Énoncé 1
Reproduisez tel quel le passage du texte sur le Mémorial de la déportation qui s'ouvre sur les mots contenant « Au moment où » et se clôt sur « encore une fois. ».
Énoncé 2
Rédigez la suite du texte sur le Mémorial de la déportation, en reprenant après sa dernière phrase.

Texte proposé
☆ ☆ ☆ ☆ ☆

Grand Curtius, le Mémorial de la déportation des Juifs à Liège

Mémoire en stèles : redécouvrir le Mémorial de la déportation des Juifs de la région liégeoise

Il faut parfois traverser une cour pour tomber sur la mémoire. À Liège, elle ne crie pas, elle ne brille pas. Elle repose là, en silence, dans l’ombre d’un musée. Le Mémorial de la déportation des Juifs de la région liégeoise, situé dans la cour intérieure de l’ancien Hôtel Hayme de Bomal, aujourd’hui intégré au Grand Curtius, ne cherche pas à séduire. Il se tient symboliquement, comme une foule figée dans l’absence. 733 stèles, en béton brut, serrées comme les noms qu’elles portent. Ceux de 733 Juifs de Liège, raflés, déportés, assassinés entre 1942 et 1944.

Une œuvre à hauteur d’humains

On doit ce monument à Christian Israël, artiste discret au parcours bigarré. Né en 1961, formé à Munich, ayant vécu entre Chili, Belgique et Espagne, il a trouvé dans cette œuvre un langage de pierre et de silence. Rien d’ostentatoire. Pas d’effets. Juste des noms. L’un après l’autre. 733 fois. Une ligne de vie interrompue, gravée dans le béton comme un battement arrêté.

Ce mémorial n’est pas un lieu de passage, c’est un endroit de pause. On y entre comme on entre en soi-même.

Liège, mai 1940 : début de l’effacement

Au moment où l’armée allemande franchit la frontière belge, 2 560 Juifs vivent dans les 24 communes du Grand Liège, sur plus de 400 000 habitants. Très peu sont citoyens belges. Ils viennent de Pologne, d’Allemagne, de Roumanie ou de Tchécoslovaquie. Des exils anciens ou récents, des trajectoires interrompues, encore une fois.

☆ ☆ ☆ ☆ ☆

[Lignes d'un jeu de données de pointage d'objets]
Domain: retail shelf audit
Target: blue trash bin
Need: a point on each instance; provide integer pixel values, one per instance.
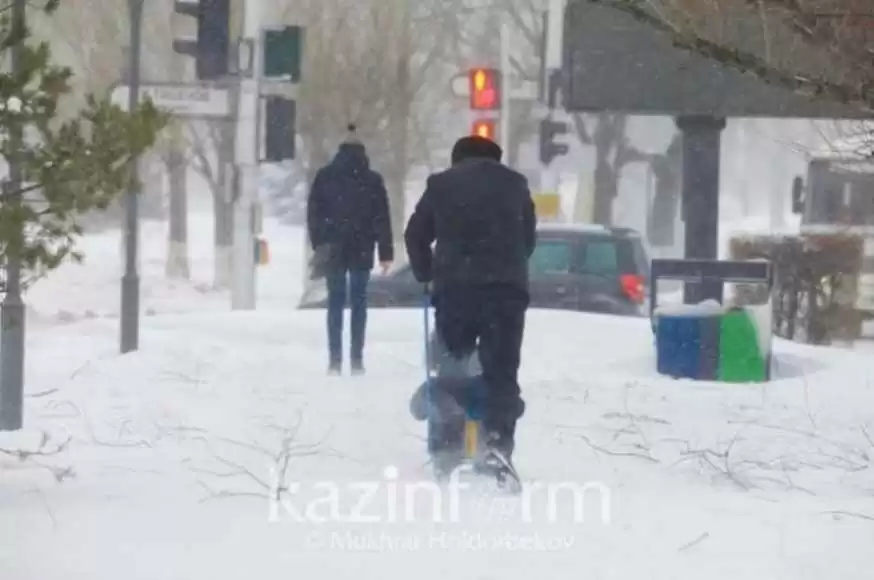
(687, 344)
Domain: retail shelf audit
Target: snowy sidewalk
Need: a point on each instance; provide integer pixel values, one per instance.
(174, 449)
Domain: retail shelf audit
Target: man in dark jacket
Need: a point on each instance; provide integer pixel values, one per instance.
(481, 215)
(347, 214)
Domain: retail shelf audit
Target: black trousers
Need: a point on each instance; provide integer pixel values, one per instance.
(490, 319)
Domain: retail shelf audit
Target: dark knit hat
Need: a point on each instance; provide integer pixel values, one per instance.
(475, 147)
(351, 133)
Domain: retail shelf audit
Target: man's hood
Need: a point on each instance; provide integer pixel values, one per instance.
(352, 156)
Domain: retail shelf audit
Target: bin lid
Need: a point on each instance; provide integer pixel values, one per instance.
(706, 308)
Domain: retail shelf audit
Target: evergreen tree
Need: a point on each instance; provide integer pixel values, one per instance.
(68, 166)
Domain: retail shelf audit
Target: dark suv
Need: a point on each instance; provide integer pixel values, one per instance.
(589, 268)
(574, 267)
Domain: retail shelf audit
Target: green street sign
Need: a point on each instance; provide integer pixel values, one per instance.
(283, 52)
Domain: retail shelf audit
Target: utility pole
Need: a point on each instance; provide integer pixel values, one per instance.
(247, 149)
(12, 309)
(130, 281)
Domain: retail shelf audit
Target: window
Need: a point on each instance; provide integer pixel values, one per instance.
(550, 257)
(600, 257)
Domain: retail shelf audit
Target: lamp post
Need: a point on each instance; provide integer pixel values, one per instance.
(130, 281)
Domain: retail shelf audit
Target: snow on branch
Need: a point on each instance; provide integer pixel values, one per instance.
(33, 456)
(860, 95)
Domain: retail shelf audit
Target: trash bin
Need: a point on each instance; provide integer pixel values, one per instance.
(741, 355)
(711, 341)
(687, 340)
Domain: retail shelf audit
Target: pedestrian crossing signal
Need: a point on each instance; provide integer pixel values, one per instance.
(484, 128)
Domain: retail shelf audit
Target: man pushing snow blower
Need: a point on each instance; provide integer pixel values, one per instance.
(481, 215)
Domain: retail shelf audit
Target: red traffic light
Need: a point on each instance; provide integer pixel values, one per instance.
(485, 89)
(484, 128)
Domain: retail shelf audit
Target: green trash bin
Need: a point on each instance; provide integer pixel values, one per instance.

☆ ☆ ☆ ☆ ☆

Réponse rédigée 1
Au moment où l’armée allemande franchit la frontière belge, 2 560 Juifs vivent dans les 24 communes du Grand Liège, sur plus de 400 000 habitants. Très peu sont citoyens belges. Ils viennent de Pologne, d’Allemagne, de Roumanie ou de Tchécoslovaquie. Des exils anciens ou récents, des trajectoires interrompues, encore une fois.

Réponse rédigée 2
Dès octobre 1940, les ordonnances pleuvent : interdictions, enregistrements, exclusions. Dix-huit textes administratifs en moins de deux ans. La première, celle qui définit « ce qu’est un Juif », oblige chaque commune à dresser des fiches alphabétiques. À Liège, sous le maïorat de Joseph Bologne, la machine bureaucratique tourne sans accroc. Le fichage, la marginalisation, puis le transfert vers le travail forcé. L’administration suit les consignes « sans état d’âme », jusqu’au moment où l’issue de la guerre semble changer. Mais à ce stade, pour beaucoup, il est déjà trop tard.

La dernière étape avant l’abîme

L’été 1942 marque un basculement. Les affectations de travail chez Cockerill, Ougrée-Marihaye ou encore à la Fabrique Nationale de Herstal annoncent les premières déportations. Le Pas-de-Calais d’abord. Puis l’Est. Un euphémisme funèbre. L’Organisation Todt envoie les Juifs vers des camps qui ne sont pas seulement des lieux de travail.

À chaque étape, l’occupant s’appuie sur des relais. Les autorités locales. L’Association des Juifs en Belgique (AJB), mise en place en 1942. Tout est organisé. Tout semble sous contrôle. Sauf les consciences.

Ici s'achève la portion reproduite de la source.